→ **TASK**
Copy out the lines below that hold the word "road".

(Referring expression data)
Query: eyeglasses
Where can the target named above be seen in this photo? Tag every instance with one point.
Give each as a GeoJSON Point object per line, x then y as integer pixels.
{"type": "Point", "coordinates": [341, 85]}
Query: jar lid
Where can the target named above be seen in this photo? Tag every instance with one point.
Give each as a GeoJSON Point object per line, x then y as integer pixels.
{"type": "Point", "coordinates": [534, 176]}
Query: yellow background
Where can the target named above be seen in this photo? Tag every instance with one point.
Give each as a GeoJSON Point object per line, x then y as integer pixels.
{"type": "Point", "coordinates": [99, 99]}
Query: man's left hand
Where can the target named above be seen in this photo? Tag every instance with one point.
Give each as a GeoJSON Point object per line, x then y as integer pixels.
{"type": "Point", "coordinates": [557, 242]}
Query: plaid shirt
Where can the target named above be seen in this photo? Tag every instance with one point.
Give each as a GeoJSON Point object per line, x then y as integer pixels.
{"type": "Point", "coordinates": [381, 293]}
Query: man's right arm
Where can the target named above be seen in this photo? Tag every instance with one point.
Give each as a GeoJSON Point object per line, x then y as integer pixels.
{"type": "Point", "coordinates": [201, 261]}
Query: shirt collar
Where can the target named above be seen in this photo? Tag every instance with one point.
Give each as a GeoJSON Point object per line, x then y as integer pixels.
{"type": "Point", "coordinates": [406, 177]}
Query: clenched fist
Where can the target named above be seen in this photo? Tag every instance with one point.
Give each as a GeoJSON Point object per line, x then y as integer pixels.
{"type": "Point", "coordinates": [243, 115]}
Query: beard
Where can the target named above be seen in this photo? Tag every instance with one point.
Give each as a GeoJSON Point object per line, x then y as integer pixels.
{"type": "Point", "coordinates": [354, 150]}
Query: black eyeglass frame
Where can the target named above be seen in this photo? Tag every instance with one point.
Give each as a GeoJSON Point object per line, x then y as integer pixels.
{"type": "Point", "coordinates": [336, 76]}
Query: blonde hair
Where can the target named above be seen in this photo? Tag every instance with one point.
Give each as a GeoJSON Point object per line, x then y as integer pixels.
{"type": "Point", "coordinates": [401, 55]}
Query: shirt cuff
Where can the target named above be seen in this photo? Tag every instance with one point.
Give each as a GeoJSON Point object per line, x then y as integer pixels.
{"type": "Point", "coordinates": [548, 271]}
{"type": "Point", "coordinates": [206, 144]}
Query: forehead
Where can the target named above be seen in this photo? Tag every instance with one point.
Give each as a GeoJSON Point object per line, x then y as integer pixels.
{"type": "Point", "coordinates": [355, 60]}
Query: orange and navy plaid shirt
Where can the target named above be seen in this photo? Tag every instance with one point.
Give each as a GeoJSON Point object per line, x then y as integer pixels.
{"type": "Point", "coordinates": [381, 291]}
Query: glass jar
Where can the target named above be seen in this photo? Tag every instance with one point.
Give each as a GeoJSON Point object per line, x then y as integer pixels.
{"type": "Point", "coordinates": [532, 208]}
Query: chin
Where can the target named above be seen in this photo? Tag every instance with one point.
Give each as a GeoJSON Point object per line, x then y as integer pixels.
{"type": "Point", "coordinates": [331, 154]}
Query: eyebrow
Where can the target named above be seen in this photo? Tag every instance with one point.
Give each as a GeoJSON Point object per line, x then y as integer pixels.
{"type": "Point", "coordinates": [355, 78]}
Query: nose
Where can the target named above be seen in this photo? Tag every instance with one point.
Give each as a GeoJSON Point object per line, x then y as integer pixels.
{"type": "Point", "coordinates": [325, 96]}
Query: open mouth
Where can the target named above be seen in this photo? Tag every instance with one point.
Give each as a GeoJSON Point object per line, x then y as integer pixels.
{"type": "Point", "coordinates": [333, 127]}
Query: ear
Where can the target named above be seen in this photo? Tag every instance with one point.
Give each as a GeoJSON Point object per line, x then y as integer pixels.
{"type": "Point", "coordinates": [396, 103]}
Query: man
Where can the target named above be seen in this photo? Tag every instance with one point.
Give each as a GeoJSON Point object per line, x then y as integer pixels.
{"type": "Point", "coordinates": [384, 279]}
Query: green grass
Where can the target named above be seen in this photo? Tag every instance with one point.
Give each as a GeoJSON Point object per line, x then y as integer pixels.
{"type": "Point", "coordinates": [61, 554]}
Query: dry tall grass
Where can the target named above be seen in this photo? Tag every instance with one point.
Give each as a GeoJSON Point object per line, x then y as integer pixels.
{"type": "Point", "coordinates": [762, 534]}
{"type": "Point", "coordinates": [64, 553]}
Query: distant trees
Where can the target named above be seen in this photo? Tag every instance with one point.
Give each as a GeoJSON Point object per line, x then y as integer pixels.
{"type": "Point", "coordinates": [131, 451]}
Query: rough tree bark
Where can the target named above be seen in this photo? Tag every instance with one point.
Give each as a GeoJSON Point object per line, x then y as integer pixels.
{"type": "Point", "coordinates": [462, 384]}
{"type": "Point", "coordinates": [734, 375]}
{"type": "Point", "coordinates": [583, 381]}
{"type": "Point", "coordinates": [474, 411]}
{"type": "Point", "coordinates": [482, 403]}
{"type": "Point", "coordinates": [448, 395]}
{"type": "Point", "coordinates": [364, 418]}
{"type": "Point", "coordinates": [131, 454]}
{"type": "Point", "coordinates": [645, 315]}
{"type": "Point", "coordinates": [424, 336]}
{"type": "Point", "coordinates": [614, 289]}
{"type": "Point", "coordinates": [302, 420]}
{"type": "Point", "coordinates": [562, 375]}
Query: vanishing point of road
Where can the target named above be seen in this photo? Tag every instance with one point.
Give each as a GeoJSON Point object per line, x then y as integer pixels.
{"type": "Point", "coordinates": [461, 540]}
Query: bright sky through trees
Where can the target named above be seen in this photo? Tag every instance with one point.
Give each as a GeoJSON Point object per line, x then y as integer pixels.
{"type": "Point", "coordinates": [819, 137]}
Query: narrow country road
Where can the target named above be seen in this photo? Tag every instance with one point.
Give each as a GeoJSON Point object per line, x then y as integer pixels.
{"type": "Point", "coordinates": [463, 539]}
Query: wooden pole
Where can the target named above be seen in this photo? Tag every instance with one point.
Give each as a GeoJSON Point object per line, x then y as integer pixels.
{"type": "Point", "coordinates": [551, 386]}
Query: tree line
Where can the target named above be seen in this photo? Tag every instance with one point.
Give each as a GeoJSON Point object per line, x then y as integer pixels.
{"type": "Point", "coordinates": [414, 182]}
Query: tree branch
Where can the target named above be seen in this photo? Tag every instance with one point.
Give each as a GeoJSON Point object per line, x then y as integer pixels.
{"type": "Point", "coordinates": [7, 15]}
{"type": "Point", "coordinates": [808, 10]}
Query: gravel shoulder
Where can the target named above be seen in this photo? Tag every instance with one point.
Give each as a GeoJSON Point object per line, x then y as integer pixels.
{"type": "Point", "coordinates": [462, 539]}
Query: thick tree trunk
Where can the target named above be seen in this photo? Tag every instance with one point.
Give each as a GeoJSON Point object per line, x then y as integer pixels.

--

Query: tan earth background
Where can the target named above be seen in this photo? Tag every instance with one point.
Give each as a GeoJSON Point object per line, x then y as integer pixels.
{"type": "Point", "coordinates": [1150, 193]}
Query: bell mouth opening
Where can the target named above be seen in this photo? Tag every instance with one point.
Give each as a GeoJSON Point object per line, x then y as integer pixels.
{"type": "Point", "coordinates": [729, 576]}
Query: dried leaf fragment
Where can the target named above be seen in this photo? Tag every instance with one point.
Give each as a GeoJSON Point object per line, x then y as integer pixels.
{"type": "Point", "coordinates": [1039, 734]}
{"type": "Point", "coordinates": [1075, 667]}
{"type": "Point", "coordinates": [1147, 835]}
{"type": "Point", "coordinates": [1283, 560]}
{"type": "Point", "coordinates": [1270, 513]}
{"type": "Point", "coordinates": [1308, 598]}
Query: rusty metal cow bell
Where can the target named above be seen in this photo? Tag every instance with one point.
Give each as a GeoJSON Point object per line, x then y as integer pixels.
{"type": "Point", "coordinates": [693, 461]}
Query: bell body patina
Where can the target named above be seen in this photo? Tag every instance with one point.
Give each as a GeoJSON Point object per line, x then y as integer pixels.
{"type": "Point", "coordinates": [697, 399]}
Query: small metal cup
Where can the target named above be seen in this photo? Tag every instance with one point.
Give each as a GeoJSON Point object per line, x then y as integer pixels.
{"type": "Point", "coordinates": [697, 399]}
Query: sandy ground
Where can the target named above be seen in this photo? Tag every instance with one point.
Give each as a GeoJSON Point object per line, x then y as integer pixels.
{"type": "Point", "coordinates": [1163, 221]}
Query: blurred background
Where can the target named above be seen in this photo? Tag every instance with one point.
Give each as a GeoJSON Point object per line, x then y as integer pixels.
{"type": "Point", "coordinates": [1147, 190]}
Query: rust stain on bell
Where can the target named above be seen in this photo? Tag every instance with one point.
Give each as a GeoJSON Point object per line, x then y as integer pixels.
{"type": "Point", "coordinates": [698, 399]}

→ **RESPONSE BOX**
Query: vanishing point of road
Query: narrow country road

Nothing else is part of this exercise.